### Consignes
a. D'après l'extrait sur Linux, quelle est la difficulté centrale à laquelle Linux se heurte depuis vingt-cinq ans selon Linus Torvalds ?
b. Résumez en deux phrases l'extrait sur Linux et les ordinateurs personnels.
c. Poursuivez l'extrait sur Linux et les ordinateurs personnels après sa dernière phrase.

Mais si la guerre n’est pas (encore) gagnée, des batailles ponctuelles sont quelques fois remportées par Linux. C’est dans ce cadre que l’essor des Chromebooks de Google a été évoqué par Linus Torvalds. Toutes proportions gardées, ces machines ont permis de mettre dans les mains du grand public l’OS remanié par Google, sous une forme certes très différente des distributions GNU/Linux classiques.

les plus importants obstacles restent…

Si Linux a une carte à jouer sur les ordinateurs personnels, encore faut-il que sa main de départ soit favorable. Or voilà vingt-cinq ans que Linux continue de faire face aux mêmes obstacles, à commencer par le support matériel du noyau, qui est toujours la partie la plus compliquée à gérer pour les développeurs et la communauté. Il s’agit de la difficulté centrale, selon Linus Torvalds.

La prise en charge des drivers est ainsi rendue complexe par la structure même du secteur. « Les appareils embarqués tendent à un renouvellement du matériel très rapide (on peut peu ou prou développer un nouveau téléphone en Chine en un mois ou deux par exemple), et essayer de travailler ensemble dans ce type d’environnement est difficile », admet-il. Mais les choses bougent petit à petit : « La bonne nouvelle c’est que de nombreux constructeurs se mettent à aider la communauté. Ce qui n’a pas toujours été le cas ».

Données de détection d'objets:
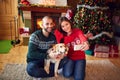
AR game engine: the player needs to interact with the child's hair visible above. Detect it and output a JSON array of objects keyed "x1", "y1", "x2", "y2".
[{"x1": 58, "y1": 17, "x2": 73, "y2": 35}]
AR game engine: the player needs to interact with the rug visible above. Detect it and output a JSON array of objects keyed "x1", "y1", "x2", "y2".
[
  {"x1": 0, "y1": 40, "x2": 12, "y2": 54},
  {"x1": 0, "y1": 59, "x2": 120, "y2": 80}
]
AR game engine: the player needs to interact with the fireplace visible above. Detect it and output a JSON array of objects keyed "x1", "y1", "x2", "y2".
[{"x1": 20, "y1": 6, "x2": 68, "y2": 34}]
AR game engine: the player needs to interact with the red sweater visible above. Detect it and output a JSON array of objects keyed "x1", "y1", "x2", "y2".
[{"x1": 55, "y1": 28, "x2": 87, "y2": 60}]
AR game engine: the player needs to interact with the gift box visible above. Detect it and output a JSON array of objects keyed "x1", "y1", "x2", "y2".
[
  {"x1": 109, "y1": 45, "x2": 119, "y2": 57},
  {"x1": 94, "y1": 52, "x2": 109, "y2": 58},
  {"x1": 94, "y1": 44, "x2": 110, "y2": 58}
]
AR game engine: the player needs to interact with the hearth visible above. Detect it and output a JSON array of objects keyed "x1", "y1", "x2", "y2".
[{"x1": 20, "y1": 6, "x2": 68, "y2": 34}]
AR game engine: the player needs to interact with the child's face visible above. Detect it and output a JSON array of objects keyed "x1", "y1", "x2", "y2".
[{"x1": 61, "y1": 21, "x2": 71, "y2": 34}]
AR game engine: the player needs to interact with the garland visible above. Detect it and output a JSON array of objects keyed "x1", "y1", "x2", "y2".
[
  {"x1": 77, "y1": 5, "x2": 109, "y2": 10},
  {"x1": 89, "y1": 32, "x2": 113, "y2": 40}
]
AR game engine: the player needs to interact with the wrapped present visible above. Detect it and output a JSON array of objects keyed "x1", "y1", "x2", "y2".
[
  {"x1": 109, "y1": 45, "x2": 119, "y2": 57},
  {"x1": 94, "y1": 44, "x2": 110, "y2": 58}
]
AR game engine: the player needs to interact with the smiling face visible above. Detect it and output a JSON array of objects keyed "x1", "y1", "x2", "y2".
[
  {"x1": 61, "y1": 21, "x2": 72, "y2": 35},
  {"x1": 42, "y1": 17, "x2": 55, "y2": 33}
]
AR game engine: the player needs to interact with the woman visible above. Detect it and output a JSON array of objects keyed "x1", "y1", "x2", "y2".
[{"x1": 55, "y1": 17, "x2": 89, "y2": 80}]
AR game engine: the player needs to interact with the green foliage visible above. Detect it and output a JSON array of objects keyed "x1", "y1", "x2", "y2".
[{"x1": 74, "y1": 0, "x2": 114, "y2": 45}]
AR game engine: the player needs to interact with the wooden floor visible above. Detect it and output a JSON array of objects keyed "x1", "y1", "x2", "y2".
[{"x1": 0, "y1": 45, "x2": 120, "y2": 76}]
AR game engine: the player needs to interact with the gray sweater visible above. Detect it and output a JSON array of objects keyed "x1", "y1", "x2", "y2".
[{"x1": 27, "y1": 30, "x2": 57, "y2": 62}]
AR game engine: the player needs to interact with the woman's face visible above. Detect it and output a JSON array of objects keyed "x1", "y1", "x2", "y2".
[{"x1": 61, "y1": 21, "x2": 71, "y2": 34}]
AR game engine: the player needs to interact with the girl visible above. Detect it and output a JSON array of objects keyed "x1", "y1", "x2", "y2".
[{"x1": 55, "y1": 17, "x2": 89, "y2": 80}]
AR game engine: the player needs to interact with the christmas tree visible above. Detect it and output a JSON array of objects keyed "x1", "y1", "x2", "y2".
[{"x1": 74, "y1": 0, "x2": 114, "y2": 45}]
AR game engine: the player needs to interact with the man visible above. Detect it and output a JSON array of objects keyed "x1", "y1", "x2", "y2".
[{"x1": 27, "y1": 16, "x2": 56, "y2": 80}]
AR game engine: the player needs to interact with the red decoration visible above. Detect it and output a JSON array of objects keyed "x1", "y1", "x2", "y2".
[{"x1": 20, "y1": 0, "x2": 30, "y2": 5}]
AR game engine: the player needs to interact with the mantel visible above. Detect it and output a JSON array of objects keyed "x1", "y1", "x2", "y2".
[{"x1": 19, "y1": 6, "x2": 68, "y2": 13}]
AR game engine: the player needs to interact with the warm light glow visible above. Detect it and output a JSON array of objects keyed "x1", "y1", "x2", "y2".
[{"x1": 41, "y1": 0, "x2": 55, "y2": 5}]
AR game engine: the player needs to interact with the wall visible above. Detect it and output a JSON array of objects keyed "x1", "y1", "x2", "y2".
[{"x1": 0, "y1": 0, "x2": 18, "y2": 40}]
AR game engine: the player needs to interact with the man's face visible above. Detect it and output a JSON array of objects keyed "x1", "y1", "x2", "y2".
[{"x1": 42, "y1": 18, "x2": 55, "y2": 32}]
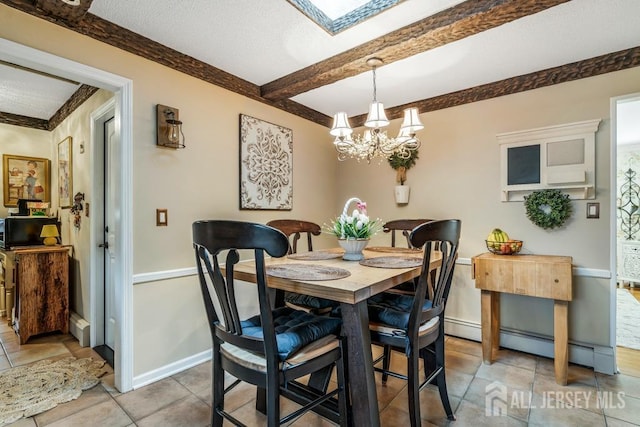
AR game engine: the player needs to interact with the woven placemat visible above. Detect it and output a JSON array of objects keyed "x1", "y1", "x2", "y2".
[
  {"x1": 287, "y1": 251, "x2": 342, "y2": 261},
  {"x1": 267, "y1": 264, "x2": 351, "y2": 280},
  {"x1": 366, "y1": 246, "x2": 422, "y2": 254},
  {"x1": 360, "y1": 256, "x2": 422, "y2": 268}
]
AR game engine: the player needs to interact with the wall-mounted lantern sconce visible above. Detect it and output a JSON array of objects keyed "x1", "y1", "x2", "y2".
[{"x1": 156, "y1": 104, "x2": 185, "y2": 148}]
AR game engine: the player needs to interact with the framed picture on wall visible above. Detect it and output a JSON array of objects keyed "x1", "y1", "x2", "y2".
[
  {"x1": 58, "y1": 136, "x2": 73, "y2": 208},
  {"x1": 2, "y1": 154, "x2": 51, "y2": 207},
  {"x1": 240, "y1": 114, "x2": 293, "y2": 210}
]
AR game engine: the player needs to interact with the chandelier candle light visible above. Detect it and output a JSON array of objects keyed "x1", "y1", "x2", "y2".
[{"x1": 329, "y1": 58, "x2": 424, "y2": 162}]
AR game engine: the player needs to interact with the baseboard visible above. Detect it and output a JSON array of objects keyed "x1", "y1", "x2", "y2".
[
  {"x1": 133, "y1": 350, "x2": 211, "y2": 390},
  {"x1": 69, "y1": 311, "x2": 91, "y2": 347},
  {"x1": 444, "y1": 317, "x2": 616, "y2": 375},
  {"x1": 133, "y1": 318, "x2": 616, "y2": 389}
]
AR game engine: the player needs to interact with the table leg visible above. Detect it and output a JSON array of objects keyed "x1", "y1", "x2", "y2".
[
  {"x1": 480, "y1": 290, "x2": 500, "y2": 365},
  {"x1": 553, "y1": 300, "x2": 569, "y2": 385},
  {"x1": 340, "y1": 300, "x2": 380, "y2": 427}
]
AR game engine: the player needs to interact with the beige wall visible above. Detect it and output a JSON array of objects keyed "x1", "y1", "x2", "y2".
[
  {"x1": 336, "y1": 68, "x2": 640, "y2": 346},
  {"x1": 0, "y1": 5, "x2": 640, "y2": 375},
  {"x1": 0, "y1": 5, "x2": 337, "y2": 376}
]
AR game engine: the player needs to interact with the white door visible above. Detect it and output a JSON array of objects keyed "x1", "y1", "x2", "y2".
[{"x1": 104, "y1": 117, "x2": 118, "y2": 350}]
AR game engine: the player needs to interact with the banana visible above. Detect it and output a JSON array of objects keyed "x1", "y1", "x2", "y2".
[{"x1": 487, "y1": 228, "x2": 509, "y2": 249}]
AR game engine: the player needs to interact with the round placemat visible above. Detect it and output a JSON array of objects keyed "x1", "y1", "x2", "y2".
[
  {"x1": 365, "y1": 246, "x2": 422, "y2": 254},
  {"x1": 287, "y1": 251, "x2": 342, "y2": 261},
  {"x1": 360, "y1": 256, "x2": 422, "y2": 268},
  {"x1": 267, "y1": 264, "x2": 351, "y2": 280}
]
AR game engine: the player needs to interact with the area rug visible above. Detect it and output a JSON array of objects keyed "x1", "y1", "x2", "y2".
[
  {"x1": 616, "y1": 289, "x2": 640, "y2": 350},
  {"x1": 0, "y1": 357, "x2": 106, "y2": 426}
]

### Réponses attendues
a. Le support matériel du noyau.

b. Linus Torvalds évoque l'essor des Chromebooks de Google, qui ont mis entre les mains du grand public l'OS remanié par Google, comme une bataille ponctuelle remportée par Linux. Le support matériel du noyau reste cependant la difficulté centrale depuis vingt-cinq ans, compliquée par le renouvellement très rapide des appareils embarqués, même si de nombreux constructeurs se mettent à aider la communauté.

c.
Quoiqu’il en soit, c’est un problème qui devient de plus en plus difficile à aborder pour les distributions GNU/Linux, en particulier celles qui aujourd’hui cumulent des retards d’interface et de matériel pour s’imposer sur le segment de la tablette aux 2-en-1.

Cela ne se pose pas du tout de problème pour Google et Android, en revanche, puisque les constructeurs ont unanimement désigné l’OS comme plateforme de développement par défaut pour les nouveaux appareils mobiles.

qu’attendre des 25 prochaines années ?

En soufflant sa bougie de quart de siècle, Linux entre désormais dans une nouvelle phase de son existence. Dans vingt-cinq ans, Linux aura cinquante ans. Que faut-il donc espérer de l’avenir du système d’exploitation ? Linus, affichant sa modestie, avoue ne pas trop savoir à quoi s’attendre, se décrivant avant tout comme un ingénieur du quotidien plutôt que comme un visionnaire.

En tout cas, il n’imagine aucune grande révolution. Rien d’étonnant à ses yeux : sur les 20 dernières années, l’informatique n’a pas connu de très grandes révolutions. Aussi, les problèmes d’hier resteront ceux de demain. Et l’intelligence artificielle alors ? Sur ce point, Linus Torvalds se montre très prudent. Il admet qu’il n’aurait pas cru les voir arriver de son vivant. « Les intelligences artificielles étaient une de ces choses dont on a toujours dit que c’était pour dans 20 ans et que cela resterait longtemps pour dans 20 ans ».

Les intelligences artificielles étaient une de ces choses dont on a toujours dit que c’était pour dans 20 ans

Cela étant, il insiste en prédisant que l’essentiel de l’informatique demeurera tel qu’on le connait aujourd’hui. « Je peux presque garantir que les IA ne remplaceront pas le modèle de l’ordinateur traditionnel. Pour la raison simple que les gens vont vouloir des machines plus intelligentes, mais ils voudront surtout des machines qui font exactement ce qu’ils leur demandent. Donc notre type d’utilisation ne va pas disparaître, il sera seulement augmenté par les IA ».